== EXERCISE INSTRUCTIONS ==
Reproduce, word for word, the portion of the article below on the AI heart-monitoring T-shirt that opens with the words containing "The vest style" and closes with "of the decade.".

== EXCERPTED PASSAGE ==
○ ○ ○ ○ ○

Imperial’s smart heart reading T-shirt nets £340k
6 Jan 2025
Imperial College London researchers have secured more than a third of a million pounds to enable them to develop an AI t-shirt that can detect inherited heart rhythm conditions.
The money from The British Heart Foundation is intended to ensure the project, if successful, could enable at-risk patients to access speedier treatment for their conditions.
Professor of Cardiology at Imperial, Zachary Whinnett’s team will train the AI using electrocardiogram (ECG) data from more than 1000 individuals. By providing information both from those with inherited conditions and those without, the process is intended to enable the algorithm to recognise abnormal ECG patterns.
For the second stage, the team will test the garment’s effectiveness using 200 patients and volunteers who will each wear the clothing for up to three months.
The vest style t-shirt is designed to be worn underneath clothes for sleeping and eating, with wires in the fabric measuring electrical signals, allowing it to be employed far longer than the usual monitoring period for hospital testing.
The intention is to make the technology available for scaled up use in hospitals by the end of the decade.
Coincidentally, the numerical value of the award, £340,000 equates to the estimated 340,000 people in the UK that possess an inherited heart condition that could put them at risk of dying.
Sudden cardiac death is said to account for 12 deaths a week among under-35s in the UK. However, the relative brevity of traditional heart rhythm scans employed in hospitals means these often fail to detect the condition.
Commented Whinnett: “One of the challenges of diagnosis today is that irregular heart rhythms may not always occur during routine 10 minute hospital ECGs. We hope our AI-assisted t-shirt will provide a practical and comfortable solution, allowing us to carry out longer-term scanning that could improve diagnosis.
“By harnessing the power of AI, we hope our research can transform doctors’ abilities to spot these conditions and improve the lives of those who are unknowingly living with a genetic heart condition.”

○ ○ ○ ○ ○

== DATA FOR REVIEW ==
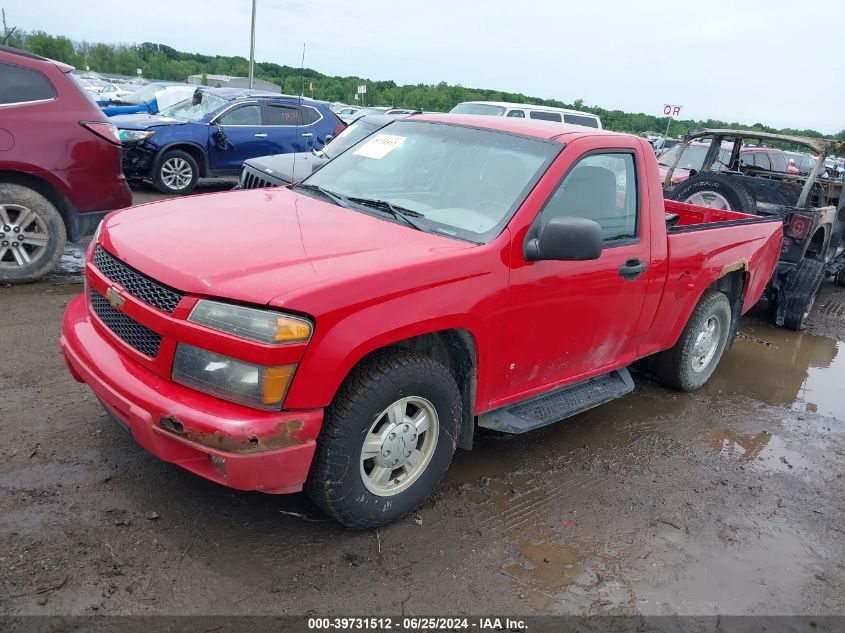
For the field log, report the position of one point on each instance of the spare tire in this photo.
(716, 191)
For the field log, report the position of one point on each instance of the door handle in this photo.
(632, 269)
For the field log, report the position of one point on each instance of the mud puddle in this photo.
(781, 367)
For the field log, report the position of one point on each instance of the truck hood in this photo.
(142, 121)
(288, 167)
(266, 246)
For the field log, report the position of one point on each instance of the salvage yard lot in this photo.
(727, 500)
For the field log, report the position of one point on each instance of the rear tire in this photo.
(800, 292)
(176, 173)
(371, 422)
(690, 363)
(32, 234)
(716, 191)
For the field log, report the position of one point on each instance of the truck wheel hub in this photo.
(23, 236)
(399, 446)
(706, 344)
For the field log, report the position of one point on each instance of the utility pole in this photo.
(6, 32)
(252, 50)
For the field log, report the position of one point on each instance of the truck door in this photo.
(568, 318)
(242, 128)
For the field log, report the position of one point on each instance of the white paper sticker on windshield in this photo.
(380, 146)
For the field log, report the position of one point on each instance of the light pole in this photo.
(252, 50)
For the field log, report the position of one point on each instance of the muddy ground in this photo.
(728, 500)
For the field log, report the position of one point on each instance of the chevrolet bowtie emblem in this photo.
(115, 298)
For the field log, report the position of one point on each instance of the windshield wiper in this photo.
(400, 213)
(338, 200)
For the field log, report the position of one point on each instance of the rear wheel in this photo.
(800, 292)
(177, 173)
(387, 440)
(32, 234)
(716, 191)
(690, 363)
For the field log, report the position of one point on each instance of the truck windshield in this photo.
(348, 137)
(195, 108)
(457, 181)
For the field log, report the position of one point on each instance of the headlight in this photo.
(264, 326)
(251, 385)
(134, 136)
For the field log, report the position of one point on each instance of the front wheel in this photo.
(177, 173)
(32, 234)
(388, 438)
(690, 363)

○ ○ ○ ○ ○

== ANSWER TO THIS TASK ==
The vest style t-shirt is designed to be worn underneath clothes for sleeping and eating, with wires in the fabric measuring electrical signals, allowing it to be employed far longer than the usual monitoring period for hospital testing.
The intention is to make the technology available for scaled up use in hospitals by the end of the decade.